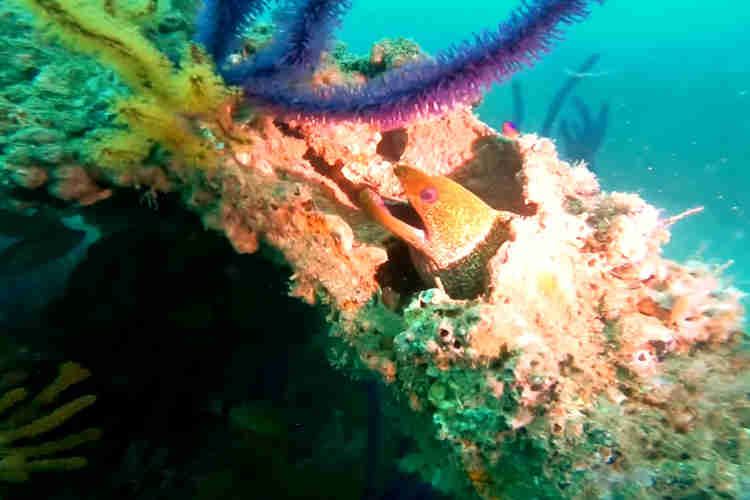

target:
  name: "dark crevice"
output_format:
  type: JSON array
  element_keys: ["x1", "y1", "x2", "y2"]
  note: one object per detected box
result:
[
  {"x1": 374, "y1": 238, "x2": 423, "y2": 308},
  {"x1": 272, "y1": 119, "x2": 305, "y2": 139},
  {"x1": 376, "y1": 128, "x2": 408, "y2": 162},
  {"x1": 451, "y1": 136, "x2": 536, "y2": 217}
]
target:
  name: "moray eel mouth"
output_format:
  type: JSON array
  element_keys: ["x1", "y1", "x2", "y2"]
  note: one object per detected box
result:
[
  {"x1": 359, "y1": 184, "x2": 429, "y2": 253},
  {"x1": 375, "y1": 196, "x2": 426, "y2": 238}
]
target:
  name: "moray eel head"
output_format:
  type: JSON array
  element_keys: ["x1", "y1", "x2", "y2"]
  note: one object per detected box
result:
[
  {"x1": 392, "y1": 164, "x2": 500, "y2": 254},
  {"x1": 360, "y1": 164, "x2": 514, "y2": 299}
]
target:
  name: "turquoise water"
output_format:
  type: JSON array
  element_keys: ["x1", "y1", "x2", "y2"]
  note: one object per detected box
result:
[{"x1": 339, "y1": 0, "x2": 750, "y2": 293}]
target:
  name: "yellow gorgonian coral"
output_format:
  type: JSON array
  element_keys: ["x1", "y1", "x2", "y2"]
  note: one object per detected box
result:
[
  {"x1": 10, "y1": 0, "x2": 234, "y2": 170},
  {"x1": 0, "y1": 361, "x2": 102, "y2": 482}
]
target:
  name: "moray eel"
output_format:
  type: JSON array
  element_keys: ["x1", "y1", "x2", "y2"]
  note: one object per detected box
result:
[{"x1": 360, "y1": 164, "x2": 515, "y2": 299}]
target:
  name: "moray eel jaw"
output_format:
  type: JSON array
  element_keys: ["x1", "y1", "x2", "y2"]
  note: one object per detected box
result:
[
  {"x1": 360, "y1": 164, "x2": 515, "y2": 299},
  {"x1": 359, "y1": 187, "x2": 428, "y2": 254}
]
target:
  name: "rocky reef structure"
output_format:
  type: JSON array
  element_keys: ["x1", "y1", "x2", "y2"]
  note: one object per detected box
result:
[{"x1": 1, "y1": 0, "x2": 747, "y2": 498}]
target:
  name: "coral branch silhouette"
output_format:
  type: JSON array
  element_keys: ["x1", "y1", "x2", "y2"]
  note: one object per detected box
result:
[
  {"x1": 195, "y1": 0, "x2": 270, "y2": 64},
  {"x1": 560, "y1": 96, "x2": 609, "y2": 170},
  {"x1": 540, "y1": 52, "x2": 600, "y2": 135},
  {"x1": 510, "y1": 53, "x2": 609, "y2": 169}
]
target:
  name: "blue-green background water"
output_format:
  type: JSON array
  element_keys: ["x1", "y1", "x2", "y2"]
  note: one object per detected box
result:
[{"x1": 337, "y1": 0, "x2": 750, "y2": 294}]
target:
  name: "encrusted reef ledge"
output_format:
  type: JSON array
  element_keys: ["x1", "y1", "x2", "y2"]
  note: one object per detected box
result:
[
  {"x1": 201, "y1": 106, "x2": 506, "y2": 314},
  {"x1": 4, "y1": 89, "x2": 747, "y2": 496},
  {"x1": 162, "y1": 105, "x2": 749, "y2": 498},
  {"x1": 5, "y1": 94, "x2": 748, "y2": 497}
]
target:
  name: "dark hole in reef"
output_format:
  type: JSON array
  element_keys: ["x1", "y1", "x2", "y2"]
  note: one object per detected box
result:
[
  {"x1": 441, "y1": 309, "x2": 463, "y2": 318},
  {"x1": 450, "y1": 136, "x2": 537, "y2": 216},
  {"x1": 304, "y1": 148, "x2": 334, "y2": 176},
  {"x1": 377, "y1": 128, "x2": 408, "y2": 161},
  {"x1": 25, "y1": 67, "x2": 41, "y2": 81},
  {"x1": 273, "y1": 119, "x2": 305, "y2": 139},
  {"x1": 367, "y1": 197, "x2": 431, "y2": 305},
  {"x1": 605, "y1": 451, "x2": 620, "y2": 465},
  {"x1": 380, "y1": 197, "x2": 424, "y2": 231},
  {"x1": 374, "y1": 238, "x2": 424, "y2": 308}
]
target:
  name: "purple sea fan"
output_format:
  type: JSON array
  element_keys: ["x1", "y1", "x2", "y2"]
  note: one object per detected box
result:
[
  {"x1": 222, "y1": 0, "x2": 352, "y2": 84},
  {"x1": 242, "y1": 0, "x2": 604, "y2": 129},
  {"x1": 195, "y1": 0, "x2": 270, "y2": 64},
  {"x1": 262, "y1": 0, "x2": 352, "y2": 72}
]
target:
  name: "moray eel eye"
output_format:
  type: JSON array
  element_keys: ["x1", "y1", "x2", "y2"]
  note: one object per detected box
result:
[{"x1": 419, "y1": 187, "x2": 438, "y2": 203}]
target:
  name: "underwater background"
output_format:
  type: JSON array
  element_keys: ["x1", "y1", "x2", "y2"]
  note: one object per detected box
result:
[{"x1": 0, "y1": 0, "x2": 747, "y2": 498}]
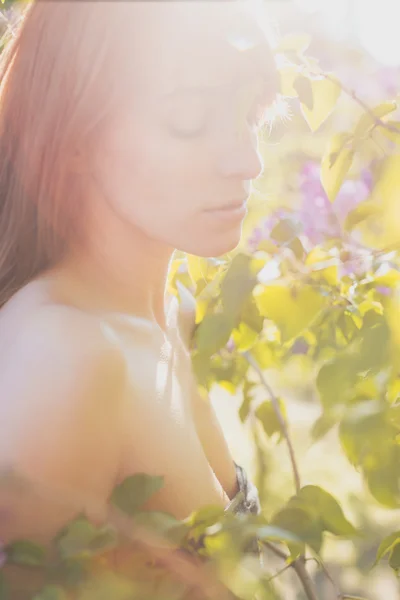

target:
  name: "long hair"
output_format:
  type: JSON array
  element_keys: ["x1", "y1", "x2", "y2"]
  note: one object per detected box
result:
[
  {"x1": 0, "y1": 0, "x2": 279, "y2": 310},
  {"x1": 0, "y1": 1, "x2": 128, "y2": 308}
]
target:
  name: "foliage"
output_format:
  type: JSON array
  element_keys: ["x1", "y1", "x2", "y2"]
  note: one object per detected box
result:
[{"x1": 1, "y1": 3, "x2": 400, "y2": 600}]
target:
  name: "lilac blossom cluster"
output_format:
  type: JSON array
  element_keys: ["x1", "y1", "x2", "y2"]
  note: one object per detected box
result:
[{"x1": 248, "y1": 161, "x2": 373, "y2": 252}]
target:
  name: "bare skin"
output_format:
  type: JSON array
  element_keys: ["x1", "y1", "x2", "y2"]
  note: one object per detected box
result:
[
  {"x1": 0, "y1": 271, "x2": 239, "y2": 546},
  {"x1": 0, "y1": 1, "x2": 275, "y2": 555}
]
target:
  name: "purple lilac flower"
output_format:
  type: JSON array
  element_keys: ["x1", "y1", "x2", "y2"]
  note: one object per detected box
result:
[
  {"x1": 375, "y1": 66, "x2": 400, "y2": 98},
  {"x1": 299, "y1": 161, "x2": 372, "y2": 244},
  {"x1": 226, "y1": 337, "x2": 235, "y2": 353},
  {"x1": 375, "y1": 285, "x2": 392, "y2": 296},
  {"x1": 333, "y1": 178, "x2": 371, "y2": 224},
  {"x1": 291, "y1": 339, "x2": 309, "y2": 355},
  {"x1": 299, "y1": 161, "x2": 341, "y2": 244},
  {"x1": 247, "y1": 208, "x2": 290, "y2": 252}
]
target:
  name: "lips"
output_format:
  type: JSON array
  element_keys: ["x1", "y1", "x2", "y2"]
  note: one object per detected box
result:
[{"x1": 206, "y1": 199, "x2": 247, "y2": 211}]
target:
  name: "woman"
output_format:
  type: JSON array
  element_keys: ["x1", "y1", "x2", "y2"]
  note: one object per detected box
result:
[{"x1": 0, "y1": 0, "x2": 279, "y2": 547}]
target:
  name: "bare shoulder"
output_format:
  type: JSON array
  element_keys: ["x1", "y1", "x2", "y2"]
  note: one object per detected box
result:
[
  {"x1": 0, "y1": 293, "x2": 128, "y2": 543},
  {"x1": 0, "y1": 288, "x2": 127, "y2": 384}
]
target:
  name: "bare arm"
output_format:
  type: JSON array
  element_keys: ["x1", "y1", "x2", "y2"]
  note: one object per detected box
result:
[
  {"x1": 0, "y1": 306, "x2": 127, "y2": 545},
  {"x1": 176, "y1": 289, "x2": 240, "y2": 500}
]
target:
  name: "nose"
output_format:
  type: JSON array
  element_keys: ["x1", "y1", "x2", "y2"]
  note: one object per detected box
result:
[{"x1": 216, "y1": 127, "x2": 264, "y2": 181}]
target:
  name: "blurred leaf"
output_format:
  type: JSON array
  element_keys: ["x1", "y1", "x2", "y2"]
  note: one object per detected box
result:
[
  {"x1": 311, "y1": 411, "x2": 339, "y2": 441},
  {"x1": 0, "y1": 573, "x2": 8, "y2": 600},
  {"x1": 132, "y1": 512, "x2": 187, "y2": 545},
  {"x1": 56, "y1": 518, "x2": 117, "y2": 560},
  {"x1": 379, "y1": 120, "x2": 400, "y2": 142},
  {"x1": 5, "y1": 540, "x2": 46, "y2": 567},
  {"x1": 271, "y1": 507, "x2": 321, "y2": 555},
  {"x1": 375, "y1": 530, "x2": 400, "y2": 565},
  {"x1": 300, "y1": 75, "x2": 341, "y2": 132},
  {"x1": 221, "y1": 254, "x2": 257, "y2": 320},
  {"x1": 293, "y1": 75, "x2": 313, "y2": 111},
  {"x1": 389, "y1": 541, "x2": 400, "y2": 572},
  {"x1": 317, "y1": 357, "x2": 356, "y2": 408},
  {"x1": 355, "y1": 312, "x2": 390, "y2": 372},
  {"x1": 239, "y1": 379, "x2": 256, "y2": 423},
  {"x1": 110, "y1": 474, "x2": 164, "y2": 516},
  {"x1": 321, "y1": 132, "x2": 354, "y2": 202},
  {"x1": 186, "y1": 255, "x2": 214, "y2": 286},
  {"x1": 254, "y1": 284, "x2": 326, "y2": 342},
  {"x1": 250, "y1": 340, "x2": 276, "y2": 369},
  {"x1": 256, "y1": 399, "x2": 286, "y2": 442},
  {"x1": 344, "y1": 200, "x2": 381, "y2": 232},
  {"x1": 297, "y1": 485, "x2": 357, "y2": 536},
  {"x1": 33, "y1": 586, "x2": 69, "y2": 600},
  {"x1": 77, "y1": 572, "x2": 136, "y2": 600},
  {"x1": 232, "y1": 322, "x2": 258, "y2": 352},
  {"x1": 354, "y1": 101, "x2": 397, "y2": 139},
  {"x1": 279, "y1": 65, "x2": 303, "y2": 97},
  {"x1": 195, "y1": 312, "x2": 234, "y2": 355}
]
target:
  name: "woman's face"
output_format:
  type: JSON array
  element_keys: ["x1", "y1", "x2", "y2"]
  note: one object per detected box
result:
[{"x1": 88, "y1": 2, "x2": 278, "y2": 258}]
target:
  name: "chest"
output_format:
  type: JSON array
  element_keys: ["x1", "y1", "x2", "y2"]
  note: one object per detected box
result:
[{"x1": 103, "y1": 317, "x2": 236, "y2": 519}]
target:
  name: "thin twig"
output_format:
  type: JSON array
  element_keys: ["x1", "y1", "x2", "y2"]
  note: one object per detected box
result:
[
  {"x1": 322, "y1": 72, "x2": 400, "y2": 136},
  {"x1": 292, "y1": 557, "x2": 319, "y2": 600},
  {"x1": 244, "y1": 351, "x2": 301, "y2": 493}
]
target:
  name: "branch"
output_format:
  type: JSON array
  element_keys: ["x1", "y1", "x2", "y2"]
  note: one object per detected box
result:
[
  {"x1": 244, "y1": 351, "x2": 301, "y2": 493},
  {"x1": 322, "y1": 72, "x2": 400, "y2": 136}
]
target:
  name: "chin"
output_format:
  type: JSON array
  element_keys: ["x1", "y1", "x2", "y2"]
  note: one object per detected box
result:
[{"x1": 179, "y1": 233, "x2": 242, "y2": 258}]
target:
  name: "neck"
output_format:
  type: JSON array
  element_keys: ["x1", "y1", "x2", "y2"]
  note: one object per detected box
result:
[{"x1": 57, "y1": 215, "x2": 176, "y2": 333}]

- - - - -

**TASK DETAILS**
Using the data above, count the lines that include "moray" and write the number alone.

**OUTPUT OF THE EXERCISE**
5